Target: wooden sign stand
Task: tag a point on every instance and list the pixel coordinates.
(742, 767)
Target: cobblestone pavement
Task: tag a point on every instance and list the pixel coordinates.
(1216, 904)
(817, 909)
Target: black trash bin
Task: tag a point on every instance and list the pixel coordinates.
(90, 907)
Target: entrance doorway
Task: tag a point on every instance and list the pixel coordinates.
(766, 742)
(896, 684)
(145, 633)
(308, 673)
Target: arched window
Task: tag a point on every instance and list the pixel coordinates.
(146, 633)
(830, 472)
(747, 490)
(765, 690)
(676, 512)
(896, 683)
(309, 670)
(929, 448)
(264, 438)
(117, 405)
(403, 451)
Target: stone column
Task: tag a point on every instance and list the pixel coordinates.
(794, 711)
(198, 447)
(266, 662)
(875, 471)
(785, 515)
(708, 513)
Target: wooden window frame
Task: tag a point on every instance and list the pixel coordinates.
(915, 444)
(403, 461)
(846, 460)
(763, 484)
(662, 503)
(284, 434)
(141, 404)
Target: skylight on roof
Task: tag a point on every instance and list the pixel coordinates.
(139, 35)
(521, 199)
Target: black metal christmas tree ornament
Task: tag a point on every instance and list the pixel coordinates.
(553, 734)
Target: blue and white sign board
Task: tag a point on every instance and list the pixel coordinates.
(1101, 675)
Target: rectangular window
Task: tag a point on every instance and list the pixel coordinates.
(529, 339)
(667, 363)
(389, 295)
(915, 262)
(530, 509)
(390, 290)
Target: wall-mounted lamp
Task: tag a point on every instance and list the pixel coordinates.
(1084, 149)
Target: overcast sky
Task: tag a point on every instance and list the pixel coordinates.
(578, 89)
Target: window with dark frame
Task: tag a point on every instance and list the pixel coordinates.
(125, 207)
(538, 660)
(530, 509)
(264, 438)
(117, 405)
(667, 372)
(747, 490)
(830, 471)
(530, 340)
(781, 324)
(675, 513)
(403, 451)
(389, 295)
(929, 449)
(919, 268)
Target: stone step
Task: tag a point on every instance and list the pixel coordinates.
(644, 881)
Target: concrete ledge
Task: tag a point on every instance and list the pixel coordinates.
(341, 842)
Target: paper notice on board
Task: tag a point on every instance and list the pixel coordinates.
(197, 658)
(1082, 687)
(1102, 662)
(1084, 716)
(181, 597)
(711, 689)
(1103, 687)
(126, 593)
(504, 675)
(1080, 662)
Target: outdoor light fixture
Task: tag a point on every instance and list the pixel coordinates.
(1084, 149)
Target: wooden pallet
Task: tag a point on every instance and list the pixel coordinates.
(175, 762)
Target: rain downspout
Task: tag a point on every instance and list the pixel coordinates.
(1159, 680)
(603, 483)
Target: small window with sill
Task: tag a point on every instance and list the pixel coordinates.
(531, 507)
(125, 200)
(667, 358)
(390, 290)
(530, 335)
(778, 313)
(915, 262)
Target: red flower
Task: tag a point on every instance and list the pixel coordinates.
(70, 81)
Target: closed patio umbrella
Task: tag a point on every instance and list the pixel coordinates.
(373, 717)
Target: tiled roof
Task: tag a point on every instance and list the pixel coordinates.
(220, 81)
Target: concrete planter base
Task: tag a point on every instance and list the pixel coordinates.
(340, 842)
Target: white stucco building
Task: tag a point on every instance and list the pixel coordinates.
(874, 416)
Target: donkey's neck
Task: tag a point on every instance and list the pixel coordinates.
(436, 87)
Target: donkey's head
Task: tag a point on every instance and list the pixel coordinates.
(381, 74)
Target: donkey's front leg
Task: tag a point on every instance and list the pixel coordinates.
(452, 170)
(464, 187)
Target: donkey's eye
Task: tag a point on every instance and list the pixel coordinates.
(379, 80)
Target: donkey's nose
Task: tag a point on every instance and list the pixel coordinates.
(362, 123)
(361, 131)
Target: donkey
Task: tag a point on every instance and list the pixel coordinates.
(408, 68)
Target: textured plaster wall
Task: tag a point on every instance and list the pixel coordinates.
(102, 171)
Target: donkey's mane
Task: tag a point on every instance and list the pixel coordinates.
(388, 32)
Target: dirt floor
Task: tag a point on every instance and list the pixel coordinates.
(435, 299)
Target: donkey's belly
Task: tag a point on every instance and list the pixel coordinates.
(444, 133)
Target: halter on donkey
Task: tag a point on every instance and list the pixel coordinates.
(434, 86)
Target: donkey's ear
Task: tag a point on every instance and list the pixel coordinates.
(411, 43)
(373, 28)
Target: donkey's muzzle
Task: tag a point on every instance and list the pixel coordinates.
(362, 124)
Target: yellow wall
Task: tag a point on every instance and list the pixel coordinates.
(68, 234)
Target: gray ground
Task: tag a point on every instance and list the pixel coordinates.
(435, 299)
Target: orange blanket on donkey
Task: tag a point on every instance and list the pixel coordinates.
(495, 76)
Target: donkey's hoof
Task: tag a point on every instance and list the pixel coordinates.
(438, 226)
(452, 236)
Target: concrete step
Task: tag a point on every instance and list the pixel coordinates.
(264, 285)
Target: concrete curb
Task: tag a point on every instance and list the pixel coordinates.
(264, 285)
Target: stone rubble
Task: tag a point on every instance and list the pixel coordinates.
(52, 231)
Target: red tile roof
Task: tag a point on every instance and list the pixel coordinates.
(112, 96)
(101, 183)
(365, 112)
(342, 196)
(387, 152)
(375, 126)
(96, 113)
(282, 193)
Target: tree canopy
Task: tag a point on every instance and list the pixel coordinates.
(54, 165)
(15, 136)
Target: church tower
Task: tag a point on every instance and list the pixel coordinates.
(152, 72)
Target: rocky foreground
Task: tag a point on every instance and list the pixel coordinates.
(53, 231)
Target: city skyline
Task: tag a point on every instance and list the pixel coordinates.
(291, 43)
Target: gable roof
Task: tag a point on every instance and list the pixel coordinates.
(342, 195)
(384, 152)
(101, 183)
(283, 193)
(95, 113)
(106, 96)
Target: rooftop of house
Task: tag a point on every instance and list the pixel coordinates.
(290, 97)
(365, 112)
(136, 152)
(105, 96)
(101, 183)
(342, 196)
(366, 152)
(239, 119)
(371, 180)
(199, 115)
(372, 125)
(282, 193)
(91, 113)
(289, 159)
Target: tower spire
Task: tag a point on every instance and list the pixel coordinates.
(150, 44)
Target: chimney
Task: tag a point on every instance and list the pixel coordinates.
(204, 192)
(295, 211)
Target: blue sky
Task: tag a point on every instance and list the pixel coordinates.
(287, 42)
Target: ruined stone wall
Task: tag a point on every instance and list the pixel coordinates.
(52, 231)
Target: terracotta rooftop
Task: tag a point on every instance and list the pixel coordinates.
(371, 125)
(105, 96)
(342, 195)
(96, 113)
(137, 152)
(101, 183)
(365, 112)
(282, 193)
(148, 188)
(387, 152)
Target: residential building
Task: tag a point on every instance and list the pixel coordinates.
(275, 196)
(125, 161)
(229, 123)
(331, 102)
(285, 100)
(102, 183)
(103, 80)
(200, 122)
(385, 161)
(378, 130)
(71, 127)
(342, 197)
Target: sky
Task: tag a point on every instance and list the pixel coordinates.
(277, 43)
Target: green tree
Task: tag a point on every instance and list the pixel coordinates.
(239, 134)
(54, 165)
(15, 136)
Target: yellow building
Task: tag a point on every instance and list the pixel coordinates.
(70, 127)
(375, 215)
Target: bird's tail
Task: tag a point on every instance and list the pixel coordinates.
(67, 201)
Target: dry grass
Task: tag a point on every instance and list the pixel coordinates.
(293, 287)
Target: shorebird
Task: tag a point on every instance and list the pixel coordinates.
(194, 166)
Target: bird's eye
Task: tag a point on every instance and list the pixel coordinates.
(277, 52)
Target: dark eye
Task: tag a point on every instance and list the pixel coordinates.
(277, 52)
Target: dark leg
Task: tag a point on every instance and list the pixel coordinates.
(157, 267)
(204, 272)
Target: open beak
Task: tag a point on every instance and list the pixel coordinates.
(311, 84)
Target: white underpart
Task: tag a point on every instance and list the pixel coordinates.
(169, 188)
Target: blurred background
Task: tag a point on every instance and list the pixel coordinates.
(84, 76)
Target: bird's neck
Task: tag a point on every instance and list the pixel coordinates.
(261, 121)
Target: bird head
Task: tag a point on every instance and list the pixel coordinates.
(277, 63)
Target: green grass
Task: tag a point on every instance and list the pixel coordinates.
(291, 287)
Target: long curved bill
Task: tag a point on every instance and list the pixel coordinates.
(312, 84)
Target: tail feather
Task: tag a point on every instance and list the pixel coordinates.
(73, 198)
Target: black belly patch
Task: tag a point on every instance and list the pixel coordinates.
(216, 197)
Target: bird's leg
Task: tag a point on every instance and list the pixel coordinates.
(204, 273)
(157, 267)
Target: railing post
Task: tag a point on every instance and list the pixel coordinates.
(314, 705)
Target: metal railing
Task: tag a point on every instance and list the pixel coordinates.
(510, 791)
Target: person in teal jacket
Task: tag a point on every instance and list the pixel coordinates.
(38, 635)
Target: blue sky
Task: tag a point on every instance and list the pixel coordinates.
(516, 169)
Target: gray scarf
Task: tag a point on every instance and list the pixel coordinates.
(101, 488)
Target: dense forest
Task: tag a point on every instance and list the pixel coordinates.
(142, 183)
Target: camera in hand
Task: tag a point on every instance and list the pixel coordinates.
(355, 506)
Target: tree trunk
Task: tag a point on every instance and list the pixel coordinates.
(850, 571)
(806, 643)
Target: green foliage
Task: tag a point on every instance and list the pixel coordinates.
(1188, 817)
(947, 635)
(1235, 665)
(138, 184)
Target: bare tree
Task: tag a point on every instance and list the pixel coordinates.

Exercise | Reproduce nothing but the lines from the line containing "Target: dark leg" to the last line of the data, each exactly as written.

Task answer |
Target: dark leg
Task: tag a point on every instance and list the pixel coordinates.
(157, 267)
(204, 272)
Target: open beak
Task: tag a point on every instance and list the pixel coordinates.
(311, 84)
Target: white underpart
Task: tag a point on every instance and list the pixel coordinates.
(169, 188)
Target: blurred background
Task: tag a point on every instance and list the pixel coordinates.
(84, 76)
Target: bird's neck
Task: tag a point on every instance and list the pixel coordinates.
(261, 121)
Target: bird head
Task: tag a point on every instance and list the pixel coordinates.
(277, 63)
Target: green grass
Task: tag a point on every instance and list the pixel coordinates.
(291, 287)
Target: long curved bill
Task: tag a point on every instance and list the pixel coordinates.
(312, 84)
Target: tail feather
Task: tag a point on every instance and list the pixel coordinates.
(73, 198)
Target: black belly patch
Task: tag a point on every instance and list the pixel coordinates.
(216, 197)
Target: bird's leg
Task: tag a point on every instance and list the pixel coordinates.
(204, 273)
(157, 267)
Target: railing post
Task: tag a point on every instance and list the pixel coordinates.
(314, 705)
Target: metal railing
Task: tag a point on every instance and list the pixel coordinates.
(510, 791)
Target: person in teal jacket
Task: tag a point on every instance and list the pixel coordinates.
(38, 635)
Target: blue sky
Task: tag a point on every instance and list the pixel coordinates.
(516, 169)
Target: gray scarf
Task: tag a point on every instance and list the pixel coordinates.
(101, 488)
Target: dense forest
Task: tag a point on every instance and list the pixel coordinates.
(142, 183)
Target: camera in hand
Task: tag a point on every instance and list the pixel coordinates.
(355, 506)
Target: tree trunk
Task: tag a point on every instance and list the pixel coordinates.
(850, 571)
(806, 643)
Target: green foliage
Task: tag a point on every instance and list the pixel coordinates.
(1188, 817)
(947, 635)
(1235, 665)
(138, 184)
Target: bare tree
Task: tag a point on every instance and list the pixel coordinates.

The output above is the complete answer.